> _Given records_:
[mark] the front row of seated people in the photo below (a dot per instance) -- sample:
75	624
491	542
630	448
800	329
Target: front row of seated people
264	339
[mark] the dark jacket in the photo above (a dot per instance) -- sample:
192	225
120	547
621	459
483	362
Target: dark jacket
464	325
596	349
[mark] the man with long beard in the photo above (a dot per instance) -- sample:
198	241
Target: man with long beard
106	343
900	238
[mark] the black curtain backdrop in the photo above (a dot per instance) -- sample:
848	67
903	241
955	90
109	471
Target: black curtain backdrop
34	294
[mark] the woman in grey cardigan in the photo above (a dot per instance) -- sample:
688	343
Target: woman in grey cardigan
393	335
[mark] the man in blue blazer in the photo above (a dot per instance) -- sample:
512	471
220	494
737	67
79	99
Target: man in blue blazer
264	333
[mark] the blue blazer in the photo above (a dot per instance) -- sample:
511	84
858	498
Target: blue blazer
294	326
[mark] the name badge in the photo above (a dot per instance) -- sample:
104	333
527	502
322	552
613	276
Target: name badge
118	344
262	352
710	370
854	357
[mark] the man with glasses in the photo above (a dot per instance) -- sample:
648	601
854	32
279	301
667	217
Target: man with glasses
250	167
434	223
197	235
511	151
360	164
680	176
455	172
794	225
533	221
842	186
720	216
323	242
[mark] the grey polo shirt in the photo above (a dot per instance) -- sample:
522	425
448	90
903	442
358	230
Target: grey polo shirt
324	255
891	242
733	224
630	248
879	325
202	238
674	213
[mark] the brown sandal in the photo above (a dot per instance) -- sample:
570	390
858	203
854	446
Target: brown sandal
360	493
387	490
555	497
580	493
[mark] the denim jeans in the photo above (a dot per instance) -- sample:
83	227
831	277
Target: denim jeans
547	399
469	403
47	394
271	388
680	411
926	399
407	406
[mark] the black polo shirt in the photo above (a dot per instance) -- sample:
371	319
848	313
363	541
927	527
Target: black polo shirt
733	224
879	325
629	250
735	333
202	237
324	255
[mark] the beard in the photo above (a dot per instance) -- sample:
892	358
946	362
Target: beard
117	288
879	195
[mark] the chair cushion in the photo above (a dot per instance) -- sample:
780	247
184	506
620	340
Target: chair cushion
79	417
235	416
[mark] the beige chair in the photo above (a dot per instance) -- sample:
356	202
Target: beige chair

> _Problem statement_: Render every line of the records above as a numbered list, omitting any blank lines.

> _Output for this exercise_:
1. [mark] the front row of seated people in the photo below (a dot per instance) -- sample:
2. 75	624
3. 491	542
4. 630	448
5. 800	329
6. Target: front row of seated people
7. 264	339
8. [mark] the dark jacket in the photo above (a dot per instance) -- sample:
9. 192	225
10. 120	547
11. 621	459
12. 483	362
13. Target: dark jacket
14. 464	325
15. 596	349
16. [mark] the man with long beard in the photo above (a dot per instance) -- sample:
17. 198	241
18. Target: man with long beard
19. 106	343
20. 900	238
21. [mark] the black curtain backdrop in the photo above (a dot per instance) -- sample:
22. 848	67
23. 903	241
24. 955	90
25. 109	471
26. Target: black curtain backdrop
27. 34	294
28. [mark] the woman in grey cardigan in the photo above (a dot per instance) -- sample:
29. 688	343
30. Target: woman in grey cardigan
31. 393	335
32. [mark] the man in blue blazer in the photo above (a dot per instance) -- sample:
33. 512	471
34. 220	494
35. 737	67
36. 79	99
37. Target: man in blue blazer
38. 264	333
39. [mark] the blue blazer in the photo above (a dot per instance) -- sample:
40. 511	84
41. 858	498
42. Target: blue blazer
43. 294	326
44. [mark] the name badge in the photo above (a dot per instance) -- sample:
45. 104	333
46. 527	502
47. 322	552
48. 613	276
49. Target: name badge
50. 118	344
51. 262	352
52. 710	370
53. 854	357
54. [mark] the man with glasses in the photo above (a dot per instance) -- sample:
55. 648	601
56. 854	32
57. 279	301
58. 667	217
59. Target: man with glasses
60. 250	167
61. 434	223
62. 197	235
63. 511	151
64. 360	164
65. 680	176
66. 455	172
67. 794	225
68. 533	221
69. 842	186
70. 720	216
71. 323	242
72. [mark] the grey polo shirt in the photo above (a dot per instance) -- sample:
73. 522	425
74. 448	90
75. 903	442
76. 358	230
77. Target: grey polo shirt
78. 324	255
79. 891	242
80. 733	224
81. 630	248
82. 879	325
83. 202	238
84. 674	213
85. [mark] the brown sandal in the photo above (a dot per instance) -- sample:
86. 570	390
87. 858	203
88. 854	446
89. Target: brown sandal
90. 360	493
91. 387	490
92. 555	497
93. 580	493
94. [mark] the denim jeans in the photo above (a dot per instance) -- sample:
95. 83	227
96. 831	277
97. Target: denim jeans
98. 547	399
99. 469	403
100. 47	394
101. 271	388
102. 680	411
103. 926	399
104. 407	406
105. [mark] the black polo shirt in the photo above (a dot per instance) -- sample:
106. 371	319
107. 848	313
108. 363	541
109. 927	527
110. Target: black polo shirt
111. 733	224
112. 879	325
113. 629	250
114. 735	333
115. 202	237
116. 324	255
117. [mark] the beard in the photo above (a dot per instance) -- sample:
118. 892	358
119. 946	362
120. Target: beard
121. 117	288
122. 879	195
123. [mark] the chair cushion in the photo above (a dot per instance) -- sample:
124. 780	247
125. 184	506
126. 620	340
127. Target: chair cushion
128. 79	417
129. 235	416
130. [mark] the beige chair in the photo above (a dot per instance) -- sample:
131. 356	202
132. Target: beige chair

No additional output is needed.